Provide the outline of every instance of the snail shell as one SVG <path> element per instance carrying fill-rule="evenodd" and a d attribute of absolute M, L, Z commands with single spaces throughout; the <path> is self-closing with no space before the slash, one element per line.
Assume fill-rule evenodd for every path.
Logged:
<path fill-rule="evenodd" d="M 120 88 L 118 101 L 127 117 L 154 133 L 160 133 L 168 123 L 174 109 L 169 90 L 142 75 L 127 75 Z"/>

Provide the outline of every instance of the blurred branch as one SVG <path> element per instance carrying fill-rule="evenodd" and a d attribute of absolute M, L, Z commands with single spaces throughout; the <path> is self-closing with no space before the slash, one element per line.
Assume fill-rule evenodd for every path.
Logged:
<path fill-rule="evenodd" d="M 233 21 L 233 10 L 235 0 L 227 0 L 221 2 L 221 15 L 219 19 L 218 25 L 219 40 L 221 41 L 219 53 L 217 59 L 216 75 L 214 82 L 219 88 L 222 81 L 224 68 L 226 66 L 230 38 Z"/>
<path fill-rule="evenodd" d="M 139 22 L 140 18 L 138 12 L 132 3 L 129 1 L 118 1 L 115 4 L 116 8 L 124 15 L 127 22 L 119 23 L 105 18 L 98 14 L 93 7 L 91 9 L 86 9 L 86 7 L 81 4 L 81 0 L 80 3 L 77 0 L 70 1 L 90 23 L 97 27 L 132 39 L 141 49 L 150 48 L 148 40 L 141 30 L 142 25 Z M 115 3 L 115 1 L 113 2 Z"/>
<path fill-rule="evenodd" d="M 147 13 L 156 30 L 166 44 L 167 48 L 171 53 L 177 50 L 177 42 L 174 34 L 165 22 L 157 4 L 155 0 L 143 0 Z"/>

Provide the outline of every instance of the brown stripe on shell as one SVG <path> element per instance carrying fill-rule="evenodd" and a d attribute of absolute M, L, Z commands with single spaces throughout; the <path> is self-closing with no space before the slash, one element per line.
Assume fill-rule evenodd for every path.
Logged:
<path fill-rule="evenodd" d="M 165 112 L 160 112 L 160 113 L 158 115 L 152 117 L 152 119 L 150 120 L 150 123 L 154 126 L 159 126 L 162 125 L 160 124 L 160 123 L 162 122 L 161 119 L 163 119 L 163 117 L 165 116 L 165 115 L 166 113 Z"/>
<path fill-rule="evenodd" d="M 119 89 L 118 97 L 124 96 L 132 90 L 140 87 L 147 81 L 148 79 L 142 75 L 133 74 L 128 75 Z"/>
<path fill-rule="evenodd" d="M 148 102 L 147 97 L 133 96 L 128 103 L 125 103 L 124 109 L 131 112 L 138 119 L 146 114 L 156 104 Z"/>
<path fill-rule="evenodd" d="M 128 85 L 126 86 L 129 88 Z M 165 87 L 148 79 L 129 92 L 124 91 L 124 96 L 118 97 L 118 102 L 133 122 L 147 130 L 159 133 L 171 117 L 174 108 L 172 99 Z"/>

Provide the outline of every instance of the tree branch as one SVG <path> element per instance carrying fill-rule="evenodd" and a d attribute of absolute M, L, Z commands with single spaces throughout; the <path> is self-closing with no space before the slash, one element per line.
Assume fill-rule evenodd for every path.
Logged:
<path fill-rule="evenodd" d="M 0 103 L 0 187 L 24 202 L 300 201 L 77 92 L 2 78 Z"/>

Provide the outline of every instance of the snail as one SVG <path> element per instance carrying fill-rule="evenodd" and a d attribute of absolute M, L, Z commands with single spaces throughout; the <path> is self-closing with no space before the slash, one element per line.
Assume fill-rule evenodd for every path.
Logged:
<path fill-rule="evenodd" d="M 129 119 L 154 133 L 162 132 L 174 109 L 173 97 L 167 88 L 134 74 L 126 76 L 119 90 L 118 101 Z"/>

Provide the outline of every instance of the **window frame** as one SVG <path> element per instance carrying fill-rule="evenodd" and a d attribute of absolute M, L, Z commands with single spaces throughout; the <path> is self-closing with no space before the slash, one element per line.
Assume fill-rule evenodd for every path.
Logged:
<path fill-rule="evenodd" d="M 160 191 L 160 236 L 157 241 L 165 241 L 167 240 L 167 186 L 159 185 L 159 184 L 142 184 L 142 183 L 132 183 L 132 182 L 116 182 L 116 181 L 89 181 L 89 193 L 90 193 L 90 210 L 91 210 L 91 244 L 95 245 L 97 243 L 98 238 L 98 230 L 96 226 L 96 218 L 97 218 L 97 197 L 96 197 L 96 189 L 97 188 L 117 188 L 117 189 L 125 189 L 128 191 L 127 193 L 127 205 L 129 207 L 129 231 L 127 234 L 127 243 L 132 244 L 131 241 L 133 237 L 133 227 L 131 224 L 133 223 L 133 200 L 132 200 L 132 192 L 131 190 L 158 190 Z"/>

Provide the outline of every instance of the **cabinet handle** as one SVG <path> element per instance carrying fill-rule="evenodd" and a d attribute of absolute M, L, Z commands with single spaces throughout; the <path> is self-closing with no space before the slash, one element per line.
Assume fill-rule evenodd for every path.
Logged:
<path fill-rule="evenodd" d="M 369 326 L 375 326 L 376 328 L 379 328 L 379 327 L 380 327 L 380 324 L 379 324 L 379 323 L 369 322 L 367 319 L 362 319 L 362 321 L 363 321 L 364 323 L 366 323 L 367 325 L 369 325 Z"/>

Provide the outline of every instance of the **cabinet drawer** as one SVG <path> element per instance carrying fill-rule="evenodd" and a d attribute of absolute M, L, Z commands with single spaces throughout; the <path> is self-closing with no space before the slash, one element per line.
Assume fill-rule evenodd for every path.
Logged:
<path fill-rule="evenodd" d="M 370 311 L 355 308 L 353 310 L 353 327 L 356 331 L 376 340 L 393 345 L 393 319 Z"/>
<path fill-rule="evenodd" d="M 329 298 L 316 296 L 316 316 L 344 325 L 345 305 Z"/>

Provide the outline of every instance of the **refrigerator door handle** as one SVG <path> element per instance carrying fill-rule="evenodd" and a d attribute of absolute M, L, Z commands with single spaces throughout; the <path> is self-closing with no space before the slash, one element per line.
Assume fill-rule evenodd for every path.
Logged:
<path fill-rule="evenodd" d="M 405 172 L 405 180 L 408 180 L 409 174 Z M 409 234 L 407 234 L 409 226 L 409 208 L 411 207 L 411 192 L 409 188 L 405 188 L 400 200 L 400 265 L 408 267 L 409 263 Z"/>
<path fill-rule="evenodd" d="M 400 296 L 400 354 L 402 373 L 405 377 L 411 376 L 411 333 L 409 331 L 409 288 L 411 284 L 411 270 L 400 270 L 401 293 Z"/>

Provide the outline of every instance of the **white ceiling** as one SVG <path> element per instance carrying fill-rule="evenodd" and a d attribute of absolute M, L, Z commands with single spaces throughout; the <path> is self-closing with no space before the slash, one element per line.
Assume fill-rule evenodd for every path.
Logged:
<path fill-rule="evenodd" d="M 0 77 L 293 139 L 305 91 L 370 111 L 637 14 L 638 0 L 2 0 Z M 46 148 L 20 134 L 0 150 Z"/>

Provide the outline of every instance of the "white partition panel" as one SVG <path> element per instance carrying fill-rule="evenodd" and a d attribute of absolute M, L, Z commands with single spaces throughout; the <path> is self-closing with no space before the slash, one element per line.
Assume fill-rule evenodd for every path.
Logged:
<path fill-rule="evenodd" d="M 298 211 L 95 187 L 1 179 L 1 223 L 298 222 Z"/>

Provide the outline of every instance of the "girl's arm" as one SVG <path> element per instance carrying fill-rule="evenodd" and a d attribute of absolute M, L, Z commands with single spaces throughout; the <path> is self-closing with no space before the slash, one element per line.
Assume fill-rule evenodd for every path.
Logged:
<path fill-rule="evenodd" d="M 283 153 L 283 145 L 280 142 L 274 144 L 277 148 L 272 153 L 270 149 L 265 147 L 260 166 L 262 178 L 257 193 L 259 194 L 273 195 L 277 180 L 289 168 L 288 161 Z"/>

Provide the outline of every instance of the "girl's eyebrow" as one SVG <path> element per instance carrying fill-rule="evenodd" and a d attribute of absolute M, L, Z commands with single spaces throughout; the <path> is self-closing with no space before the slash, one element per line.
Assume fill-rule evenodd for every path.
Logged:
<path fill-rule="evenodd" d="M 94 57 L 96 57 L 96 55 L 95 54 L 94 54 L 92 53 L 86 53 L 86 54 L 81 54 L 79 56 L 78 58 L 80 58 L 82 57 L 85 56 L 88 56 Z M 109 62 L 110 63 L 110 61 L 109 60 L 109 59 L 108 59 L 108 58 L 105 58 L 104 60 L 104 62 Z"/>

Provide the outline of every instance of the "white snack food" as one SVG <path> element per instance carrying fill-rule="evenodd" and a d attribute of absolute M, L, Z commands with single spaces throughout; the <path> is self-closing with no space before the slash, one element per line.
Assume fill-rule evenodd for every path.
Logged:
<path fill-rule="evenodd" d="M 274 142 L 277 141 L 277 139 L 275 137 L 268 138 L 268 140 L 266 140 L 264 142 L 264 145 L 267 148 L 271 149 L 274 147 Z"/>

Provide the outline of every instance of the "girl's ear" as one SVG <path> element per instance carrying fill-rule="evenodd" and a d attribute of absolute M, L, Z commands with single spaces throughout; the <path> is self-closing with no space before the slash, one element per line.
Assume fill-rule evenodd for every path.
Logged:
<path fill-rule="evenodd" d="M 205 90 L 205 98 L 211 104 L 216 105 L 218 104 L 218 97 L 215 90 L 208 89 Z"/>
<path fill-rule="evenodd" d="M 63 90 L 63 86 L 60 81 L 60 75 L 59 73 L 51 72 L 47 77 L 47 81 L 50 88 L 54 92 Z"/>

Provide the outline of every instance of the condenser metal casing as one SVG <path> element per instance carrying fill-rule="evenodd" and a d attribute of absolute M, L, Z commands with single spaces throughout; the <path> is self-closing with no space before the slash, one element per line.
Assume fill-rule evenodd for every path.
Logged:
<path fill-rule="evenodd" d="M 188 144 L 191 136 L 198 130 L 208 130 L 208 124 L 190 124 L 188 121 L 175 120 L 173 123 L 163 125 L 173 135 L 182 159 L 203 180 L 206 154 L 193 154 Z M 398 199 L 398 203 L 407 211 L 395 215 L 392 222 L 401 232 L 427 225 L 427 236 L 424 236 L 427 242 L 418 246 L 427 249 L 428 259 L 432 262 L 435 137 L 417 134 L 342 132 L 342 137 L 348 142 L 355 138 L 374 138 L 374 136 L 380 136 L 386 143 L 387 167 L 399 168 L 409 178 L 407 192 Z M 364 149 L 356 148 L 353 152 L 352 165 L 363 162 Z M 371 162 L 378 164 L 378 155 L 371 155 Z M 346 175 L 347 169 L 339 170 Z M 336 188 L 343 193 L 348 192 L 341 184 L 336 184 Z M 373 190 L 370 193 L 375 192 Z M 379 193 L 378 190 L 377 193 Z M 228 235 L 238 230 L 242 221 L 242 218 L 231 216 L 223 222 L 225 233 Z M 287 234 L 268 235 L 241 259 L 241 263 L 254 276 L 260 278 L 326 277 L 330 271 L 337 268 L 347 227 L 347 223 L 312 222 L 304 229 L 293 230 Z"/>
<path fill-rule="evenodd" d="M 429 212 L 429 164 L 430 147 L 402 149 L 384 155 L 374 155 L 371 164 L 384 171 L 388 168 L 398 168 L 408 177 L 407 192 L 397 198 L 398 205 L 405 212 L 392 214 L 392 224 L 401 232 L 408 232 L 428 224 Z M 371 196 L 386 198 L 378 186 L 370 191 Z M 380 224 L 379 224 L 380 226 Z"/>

◆ STATED EXERCISE
Output the data from the line with "Provide the outline of every instance of the snail as" to the line with "129 119 L 154", both included, as a JSON list of strings with one string per line and blank lines omitted.

◆ RESULT OF THE TASK
[
  "Provide the outline of every instance of the snail as one SVG <path> element per instance carrying fill-rule=\"evenodd\" and a d attribute of absolute M, L, Z commands with single spaces throughout; the <path> is self-closing with no space before the slash, one element per line.",
  "Assume fill-rule evenodd for every path.",
  "Logged:",
  "<path fill-rule=\"evenodd\" d=\"M 129 119 L 154 133 L 162 132 L 174 109 L 173 97 L 167 88 L 134 74 L 126 76 L 119 90 L 118 101 Z\"/>"
]